(Excerpts from point annotation data)
· · · · ·

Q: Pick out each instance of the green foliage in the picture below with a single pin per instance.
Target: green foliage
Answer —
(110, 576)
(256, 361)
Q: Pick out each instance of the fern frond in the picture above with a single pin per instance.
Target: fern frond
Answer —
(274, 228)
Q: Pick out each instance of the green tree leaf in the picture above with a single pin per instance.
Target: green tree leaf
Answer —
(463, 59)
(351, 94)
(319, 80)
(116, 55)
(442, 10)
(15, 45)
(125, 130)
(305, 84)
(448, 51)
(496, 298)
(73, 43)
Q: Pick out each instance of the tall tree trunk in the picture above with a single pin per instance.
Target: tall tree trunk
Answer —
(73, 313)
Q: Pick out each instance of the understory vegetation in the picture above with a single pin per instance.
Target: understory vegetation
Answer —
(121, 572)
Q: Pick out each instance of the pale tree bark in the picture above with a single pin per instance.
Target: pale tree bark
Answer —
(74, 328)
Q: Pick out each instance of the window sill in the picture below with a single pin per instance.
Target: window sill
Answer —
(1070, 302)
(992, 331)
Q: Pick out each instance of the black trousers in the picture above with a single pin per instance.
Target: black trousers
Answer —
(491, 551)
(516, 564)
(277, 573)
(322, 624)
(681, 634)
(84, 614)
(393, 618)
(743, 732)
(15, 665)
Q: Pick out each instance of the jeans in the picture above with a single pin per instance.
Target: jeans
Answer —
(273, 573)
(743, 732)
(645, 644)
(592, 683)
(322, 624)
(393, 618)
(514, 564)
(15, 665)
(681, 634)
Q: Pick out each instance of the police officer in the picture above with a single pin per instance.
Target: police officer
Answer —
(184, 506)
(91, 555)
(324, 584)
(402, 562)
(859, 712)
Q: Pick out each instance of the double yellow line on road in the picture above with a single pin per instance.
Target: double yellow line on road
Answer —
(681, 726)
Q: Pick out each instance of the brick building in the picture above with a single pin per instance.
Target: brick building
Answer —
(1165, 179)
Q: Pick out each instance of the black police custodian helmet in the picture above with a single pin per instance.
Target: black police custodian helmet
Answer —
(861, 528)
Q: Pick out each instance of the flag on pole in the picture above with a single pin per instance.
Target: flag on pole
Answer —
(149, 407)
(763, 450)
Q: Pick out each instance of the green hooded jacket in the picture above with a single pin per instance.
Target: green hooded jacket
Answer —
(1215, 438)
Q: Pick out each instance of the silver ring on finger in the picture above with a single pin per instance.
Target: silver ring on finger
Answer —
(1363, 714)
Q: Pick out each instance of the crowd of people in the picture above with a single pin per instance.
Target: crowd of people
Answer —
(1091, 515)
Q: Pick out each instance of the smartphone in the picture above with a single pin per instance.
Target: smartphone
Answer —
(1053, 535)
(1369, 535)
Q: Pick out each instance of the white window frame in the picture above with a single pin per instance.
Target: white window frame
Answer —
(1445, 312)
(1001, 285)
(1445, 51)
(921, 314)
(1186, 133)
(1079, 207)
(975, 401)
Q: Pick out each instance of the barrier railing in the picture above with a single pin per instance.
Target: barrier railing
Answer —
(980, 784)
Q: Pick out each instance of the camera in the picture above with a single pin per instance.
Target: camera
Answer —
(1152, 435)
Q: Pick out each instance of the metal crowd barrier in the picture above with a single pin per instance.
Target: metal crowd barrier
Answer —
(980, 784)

· · · · ·

#### [TASK STATEMENT]
Reproduce verbatim the entries beginning with the line containing "Q: Pick out each instance of the black police" and continuing through the line containing "(1091, 515)", including both of those lines.

#### [WRITTEN RESPONSE]
Q: Pick out each instance of the black police custodian helmet in the picture above with a single pin per instance.
Target: black police custodian helmet
Answer —
(861, 528)
Q: Pick out each instance of the flag on pole in the picture above with a single pin per instance.
Target: flag on pole
Answer —
(149, 407)
(763, 450)
Q: Pick out each instance of the green hooded jacket in the picture above with a single pin per instance.
Target: green hooded jacket
Answer —
(1215, 438)
Q: Pick out each instance of the silver ring on finger in the picture above with a single pin per instance.
Target: silver ring on finger
Answer —
(1363, 714)
Q: Pick out each instance of the crowd of people in the picture above with a single pin per instance.
Target: crowd of people
Answer —
(1091, 515)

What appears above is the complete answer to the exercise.